— BEGIN Source document —
Dorm in-hours provided many opportunities for weighty conversations with friends. Even after lights-out, JK found his mind turning, often sneaking down the hall to continue discussions he started earlier. He was conflicted. He knew Christianity made sense, but he wasn’t swayed.
The restlessness in JK’s heart revolved around one verse, Psalm 14:1, heard in his Proverbs class. “The fool says in his heart, ‘There is no God.’” He didn’t believe he was a fool—he was intelligent.
JK’s senior Bible class forced action on his haunting thoughts. Principal Isaac introduced profound ideas to the class on a daily basis, calling for original thoughts from the class as they wrestled to make sense of the world. The Kalam Cosmological Argument led JK to shudder. His rational mind raced to make sense of the complexity of the universe. The naturalistic explanations he used to embrace no longer offered satisfactory answers.
JK kept his slow slide towards Christianity silent for much of his senior year. Close friends noticed a gentle softening in his spirit. He treated staff with more respect. He grew chivalrous and cared deeply for his female friends in the dorm. He signed-up for the Dominican Mission experience most seniors look forward to. His friends didn’t know, but the senior mission was logical for JK after the Holy Spirit’s work in forming his faith.
During the second day of the Senior class’ Dominican Mission, Gregg Preston asked the group for a volunteer to share a testimony at the evening church service. Students were busy packing backpacks with ministry resources when JK confidently walked to Mr. Preston’s bedside and said, “I’ll do it, Coach.” Startled, Mr. Preston looked JK in the eyes. Unsure of JK’s testimony, Gregg said, “JK, remember when we left that we said there is a difference between a testimony and sharing the Gospel. A testimony is telling someone the work of God in your life.” JK nodded his head with a resolute look that gave Mr. Preston confidence. The two boarded the bus to the church where JK would grab a mic and stun his classmates in sharing his testimony. Later in the week JK was baptized in the ocean, another public declaration of the Holy Spirit’s work in his life.
— END Source document —
— BEGIN Material shown —
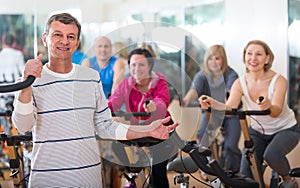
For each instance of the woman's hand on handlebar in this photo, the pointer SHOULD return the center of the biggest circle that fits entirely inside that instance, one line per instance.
(33, 67)
(149, 106)
(159, 130)
(205, 101)
(264, 103)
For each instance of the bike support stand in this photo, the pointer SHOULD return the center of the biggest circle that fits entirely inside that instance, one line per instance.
(248, 144)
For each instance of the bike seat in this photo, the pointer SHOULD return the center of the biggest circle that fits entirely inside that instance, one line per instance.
(186, 165)
(295, 172)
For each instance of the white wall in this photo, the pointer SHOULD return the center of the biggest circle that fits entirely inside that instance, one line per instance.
(245, 20)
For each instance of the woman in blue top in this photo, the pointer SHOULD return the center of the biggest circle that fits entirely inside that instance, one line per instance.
(216, 80)
(111, 71)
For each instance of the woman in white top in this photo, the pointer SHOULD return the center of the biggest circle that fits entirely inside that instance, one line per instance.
(274, 135)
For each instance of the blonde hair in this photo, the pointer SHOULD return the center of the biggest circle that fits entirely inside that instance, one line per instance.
(267, 49)
(149, 48)
(212, 51)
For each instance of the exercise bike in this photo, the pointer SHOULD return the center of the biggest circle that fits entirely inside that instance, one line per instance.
(215, 169)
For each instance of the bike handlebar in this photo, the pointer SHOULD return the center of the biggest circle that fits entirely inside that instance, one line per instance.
(212, 167)
(17, 86)
(15, 138)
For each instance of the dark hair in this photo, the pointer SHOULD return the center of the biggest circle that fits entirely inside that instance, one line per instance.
(64, 18)
(8, 39)
(146, 53)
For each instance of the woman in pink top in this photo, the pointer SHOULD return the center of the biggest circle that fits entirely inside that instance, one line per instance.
(144, 84)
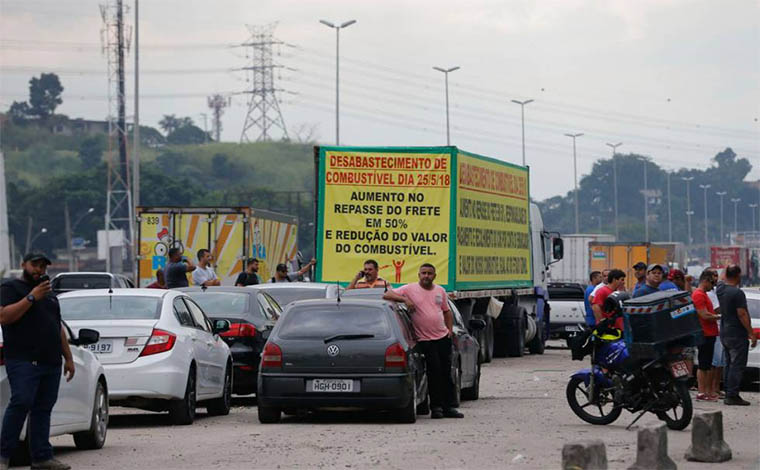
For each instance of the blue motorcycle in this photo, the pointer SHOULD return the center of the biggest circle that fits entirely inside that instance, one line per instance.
(618, 381)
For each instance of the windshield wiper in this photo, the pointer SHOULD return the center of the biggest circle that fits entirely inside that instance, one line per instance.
(330, 339)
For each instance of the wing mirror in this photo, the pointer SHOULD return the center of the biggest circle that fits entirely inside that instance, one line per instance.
(87, 336)
(221, 326)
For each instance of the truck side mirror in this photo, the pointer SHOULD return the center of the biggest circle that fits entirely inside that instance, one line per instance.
(558, 248)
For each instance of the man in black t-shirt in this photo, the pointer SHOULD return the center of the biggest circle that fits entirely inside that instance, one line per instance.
(735, 330)
(33, 344)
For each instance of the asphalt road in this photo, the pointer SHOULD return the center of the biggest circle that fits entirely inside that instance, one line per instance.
(521, 421)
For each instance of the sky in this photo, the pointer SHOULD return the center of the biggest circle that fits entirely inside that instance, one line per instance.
(675, 80)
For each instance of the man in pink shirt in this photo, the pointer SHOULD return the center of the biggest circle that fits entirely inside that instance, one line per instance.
(433, 324)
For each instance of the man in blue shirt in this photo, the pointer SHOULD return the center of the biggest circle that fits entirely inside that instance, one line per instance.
(595, 277)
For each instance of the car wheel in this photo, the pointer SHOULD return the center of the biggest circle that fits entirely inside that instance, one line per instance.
(95, 437)
(269, 414)
(182, 411)
(473, 393)
(221, 406)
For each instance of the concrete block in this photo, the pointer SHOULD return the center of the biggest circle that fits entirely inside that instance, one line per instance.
(652, 450)
(707, 444)
(584, 455)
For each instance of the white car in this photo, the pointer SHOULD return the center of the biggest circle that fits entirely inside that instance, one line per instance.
(159, 350)
(82, 406)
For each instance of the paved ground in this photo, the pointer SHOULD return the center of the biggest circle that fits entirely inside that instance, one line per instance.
(521, 421)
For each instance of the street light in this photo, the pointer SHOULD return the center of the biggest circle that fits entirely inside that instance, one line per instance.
(446, 79)
(337, 72)
(522, 114)
(721, 194)
(575, 180)
(614, 180)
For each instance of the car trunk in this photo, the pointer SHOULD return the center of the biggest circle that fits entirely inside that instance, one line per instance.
(121, 341)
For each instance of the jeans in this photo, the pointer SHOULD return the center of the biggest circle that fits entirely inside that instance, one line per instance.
(438, 363)
(34, 391)
(735, 352)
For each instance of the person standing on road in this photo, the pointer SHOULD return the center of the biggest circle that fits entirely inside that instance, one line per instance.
(204, 274)
(596, 278)
(433, 326)
(177, 268)
(371, 279)
(709, 321)
(735, 329)
(34, 342)
(654, 278)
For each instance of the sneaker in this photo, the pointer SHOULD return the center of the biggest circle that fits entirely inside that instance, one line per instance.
(52, 464)
(736, 401)
(452, 413)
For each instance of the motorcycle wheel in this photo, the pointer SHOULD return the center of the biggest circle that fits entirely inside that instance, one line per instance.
(674, 420)
(584, 407)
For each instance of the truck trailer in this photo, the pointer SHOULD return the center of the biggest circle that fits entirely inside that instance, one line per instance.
(468, 215)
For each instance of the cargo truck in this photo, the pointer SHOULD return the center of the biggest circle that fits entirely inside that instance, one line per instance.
(232, 234)
(468, 215)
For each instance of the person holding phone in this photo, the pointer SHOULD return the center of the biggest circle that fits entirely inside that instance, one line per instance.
(34, 346)
(369, 273)
(177, 268)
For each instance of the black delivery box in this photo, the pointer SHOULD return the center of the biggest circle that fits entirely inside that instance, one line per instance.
(659, 319)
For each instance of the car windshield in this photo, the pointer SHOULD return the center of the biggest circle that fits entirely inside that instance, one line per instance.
(326, 321)
(108, 307)
(284, 296)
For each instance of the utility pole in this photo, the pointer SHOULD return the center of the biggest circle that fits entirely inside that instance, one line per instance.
(575, 181)
(522, 119)
(614, 181)
(705, 187)
(337, 28)
(446, 80)
(721, 194)
(263, 102)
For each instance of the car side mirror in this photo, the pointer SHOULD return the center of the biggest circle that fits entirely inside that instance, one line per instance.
(221, 326)
(87, 336)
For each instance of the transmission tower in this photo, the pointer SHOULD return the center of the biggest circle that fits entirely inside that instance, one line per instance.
(263, 107)
(115, 40)
(217, 103)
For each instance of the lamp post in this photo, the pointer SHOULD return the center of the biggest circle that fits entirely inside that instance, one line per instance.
(614, 180)
(446, 80)
(721, 194)
(575, 180)
(522, 114)
(337, 71)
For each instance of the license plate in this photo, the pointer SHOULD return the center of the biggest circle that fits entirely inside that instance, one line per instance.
(679, 369)
(331, 385)
(101, 347)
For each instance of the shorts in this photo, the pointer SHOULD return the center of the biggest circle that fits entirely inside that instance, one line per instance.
(705, 353)
(718, 359)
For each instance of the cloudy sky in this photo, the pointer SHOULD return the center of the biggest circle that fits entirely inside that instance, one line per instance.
(676, 80)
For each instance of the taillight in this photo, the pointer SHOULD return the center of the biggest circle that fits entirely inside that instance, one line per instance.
(395, 356)
(160, 341)
(240, 329)
(271, 357)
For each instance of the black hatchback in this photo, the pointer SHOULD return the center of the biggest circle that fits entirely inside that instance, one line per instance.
(252, 314)
(346, 354)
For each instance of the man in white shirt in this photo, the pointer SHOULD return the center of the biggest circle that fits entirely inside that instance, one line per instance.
(204, 274)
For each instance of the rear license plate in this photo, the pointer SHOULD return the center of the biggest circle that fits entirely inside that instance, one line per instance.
(679, 369)
(331, 385)
(101, 347)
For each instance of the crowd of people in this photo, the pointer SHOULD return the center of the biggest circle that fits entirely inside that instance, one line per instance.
(723, 314)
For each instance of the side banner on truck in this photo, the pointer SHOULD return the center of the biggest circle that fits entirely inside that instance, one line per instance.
(390, 205)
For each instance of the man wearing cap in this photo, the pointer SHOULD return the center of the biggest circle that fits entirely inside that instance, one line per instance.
(34, 343)
(654, 278)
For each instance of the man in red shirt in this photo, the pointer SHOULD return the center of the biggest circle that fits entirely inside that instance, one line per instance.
(615, 282)
(709, 321)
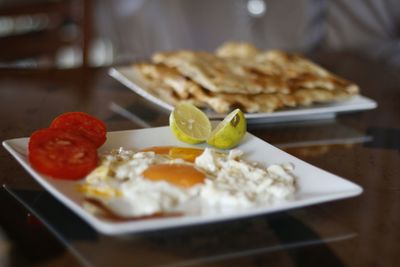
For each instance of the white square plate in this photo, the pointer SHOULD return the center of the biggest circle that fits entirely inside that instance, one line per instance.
(128, 77)
(314, 185)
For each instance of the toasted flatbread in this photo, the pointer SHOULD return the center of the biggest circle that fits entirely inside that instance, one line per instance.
(173, 88)
(297, 71)
(222, 75)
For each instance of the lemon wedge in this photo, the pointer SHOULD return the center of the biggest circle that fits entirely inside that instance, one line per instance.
(229, 132)
(189, 124)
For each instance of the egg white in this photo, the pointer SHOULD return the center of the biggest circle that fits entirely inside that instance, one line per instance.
(230, 183)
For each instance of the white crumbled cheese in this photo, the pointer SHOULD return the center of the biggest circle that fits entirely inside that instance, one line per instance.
— END Material shown —
▶ To-do list:
[a] In the account of JK's senior year, repeat the passage starting with "During the second" and going on through "in his life.", switching "Mr. Preston" to "Coach Preston".
[b] According to the account of JK's senior year, where was JK baptized during the Dominican Mission week?
[c] Extend the account of JK's senior year past its final sentence.

▶ Results by task:
[a]
During the second day of the Senior class’ Dominican Mission, Gregg Preston asked the group for a volunteer to share a testimony at the evening church service. Students were busy packing backpacks with ministry resources when JK confidently walked to Coach Preston’s bedside and said, “I’ll do it, Coach.” Startled, Coach Preston looked JK in the eyes. Unsure of JK’s testimony, Gregg said, “JK, remember when we left that we said there is a difference between a testimony and sharing the Gospel. A testimony is telling someone the work of God in your life.” JK nodded his head with a resolute look that gave Coach Preston confidence. The two boarded the bus to the church where JK would grab a mic and stun his classmates in sharing his testimony. Later in the week JK was baptized in the ocean, another public declaration of the Holy Spirit’s work in his life.

[b] In the ocean.

[c]
“Christianity was the most consistent to its teachings and went along with the morals I have so I could accept it well,” JK recalls as he thinks back to his conversion. He notes that Christ has remade him and his desires during his time at Hillcrest. ”I had to give up pursuing pleasure. That was the main struggle, we don’t want to give up stuff Christianity doesn’t agree with.”
Hillcrest offers a rigorous and challenging academic program. Students who attend Hillcrest may use secular text books, but teachers are well versed in founding all knowledge on Scripture. This often means that the Bible is found side-by-side with texts like A Tale of Two Cities, Hammurabi’s Code, and the Epic of Gilgamesh. Students see the world as designed in their science, mathematics, history, and social studies courses. They often use college preparatory textbooks that don’t outline or highlight a Biblical perspective. Students are trained to pick apart ideas, identifying assumptions and logical fallacies in arguments, while holding tightly to facts that are highlighted in texts. It is common for students to say that their history or english courses feel like a Bible class, and their Bible classes feel like a study of History and English. Hillcrest integrates various disciplines inside each classroom, offering a robust and well-rounded program that challenges students to think outside the box and apply knowledge.
Hillcrest also sees a direct and inseparable link between knowledge and virtue. Where students study gender theory and climate change in the upper level classrooms they wrestle with logic and identity. Students are growing in a world that is more multi-cultural and diverse in connections and conflicts in thought and ethnicity than at any time in history. It is important for students to see that the various thoughts, ideas, and identities can be unified and restored in the person and character of Jesus Christ. In this academic and spiritual endeavor of acquiring knowledge students are challenged to develop wisdom. The application of their knowledge is consistently held to a Biblical standard inside the Hillcrest learning and living community. Students have virtue forged as they understand the purpose and design of learning is wholly linked to worship, an action that transforms not only our minds to better thinking but our hearts to greater living and loyalty.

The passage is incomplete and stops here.